• _Exercise details_: Copy out every one of the entries below word for word, omitting the pictures.

::::::::::

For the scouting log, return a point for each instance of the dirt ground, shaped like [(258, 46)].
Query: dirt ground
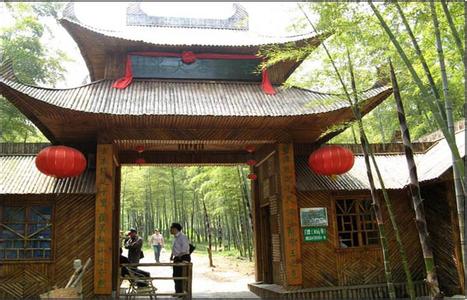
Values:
[(228, 279)]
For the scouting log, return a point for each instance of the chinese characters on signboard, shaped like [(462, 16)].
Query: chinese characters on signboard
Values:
[(315, 234), (289, 214), (314, 221), (314, 217)]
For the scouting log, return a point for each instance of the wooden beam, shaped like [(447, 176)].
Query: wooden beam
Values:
[(181, 157), (257, 230), (290, 220), (105, 189)]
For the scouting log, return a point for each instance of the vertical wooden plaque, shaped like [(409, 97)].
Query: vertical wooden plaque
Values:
[(290, 219), (105, 180)]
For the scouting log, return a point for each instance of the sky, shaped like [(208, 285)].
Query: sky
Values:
[(273, 18)]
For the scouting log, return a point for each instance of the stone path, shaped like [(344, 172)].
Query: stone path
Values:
[(224, 281)]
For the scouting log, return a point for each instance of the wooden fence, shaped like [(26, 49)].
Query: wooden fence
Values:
[(140, 285), (370, 291)]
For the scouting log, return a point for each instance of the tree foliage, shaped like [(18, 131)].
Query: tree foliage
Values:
[(24, 44), (354, 27)]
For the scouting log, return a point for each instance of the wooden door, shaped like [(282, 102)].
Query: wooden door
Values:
[(266, 248)]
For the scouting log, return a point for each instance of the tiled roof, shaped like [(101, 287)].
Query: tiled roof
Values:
[(19, 175), (138, 17), (186, 98), (182, 36), (430, 165)]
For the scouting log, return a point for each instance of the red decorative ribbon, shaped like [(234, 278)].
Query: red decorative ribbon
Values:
[(189, 57)]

::::::::::

• _Completed exercise_:
For the scouting log, return a point for each instance of the dirt ground, shaped like [(258, 46)].
Query: dirt ground
Values:
[(228, 279)]
For the scouting log, return a point for each instance of the chinese characters on signboard, shaped like [(462, 16)].
Query: chinese characters on signboard
Values:
[(315, 234), (289, 214), (314, 221), (314, 217)]
For the scouting log, return a point for each instance of the wooden beam, shaped like [(447, 176)].
Query: wooden beam
Values:
[(181, 157), (257, 230), (290, 220), (105, 189)]
For the scouting log, return a point for each instance of the vertical wooden plaque, shaped like [(409, 97)].
Query: vertical wooden plaque
Values:
[(290, 219), (105, 180)]
For the scouting log, return a point for each instance of the sky, shaped like [(208, 285)].
Query: sky
Values:
[(273, 18)]
For the scouting log, return a point for each instance of the stone path, shaped like [(344, 172)].
Query: stone path
Values:
[(224, 281)]
For the scouting log, return a point for each instance of the wooden fence, shaped like [(26, 49)].
Query: wooden fence
Values:
[(140, 285), (370, 291)]
For the scouting log, return a point for each instance of the tree foliage, shaped like [(18, 131)].
Query: tree foliage
Values:
[(24, 44), (354, 27)]
For the scouting log, return a point for each instance of the wooden door, shaped like [(282, 102)].
Query: wooden door
Values:
[(266, 248)]
For the scouting log, return a point for each instance of the tiled roof, shaped like [(101, 287)].
Query: tiled roof
Values:
[(19, 175), (138, 17), (186, 98), (182, 36), (430, 165)]
For the scouting log, return a point for each instance of the red decorative ribbon, shaped like [(234, 278)].
Query: red decorative ribbon
Values:
[(189, 57)]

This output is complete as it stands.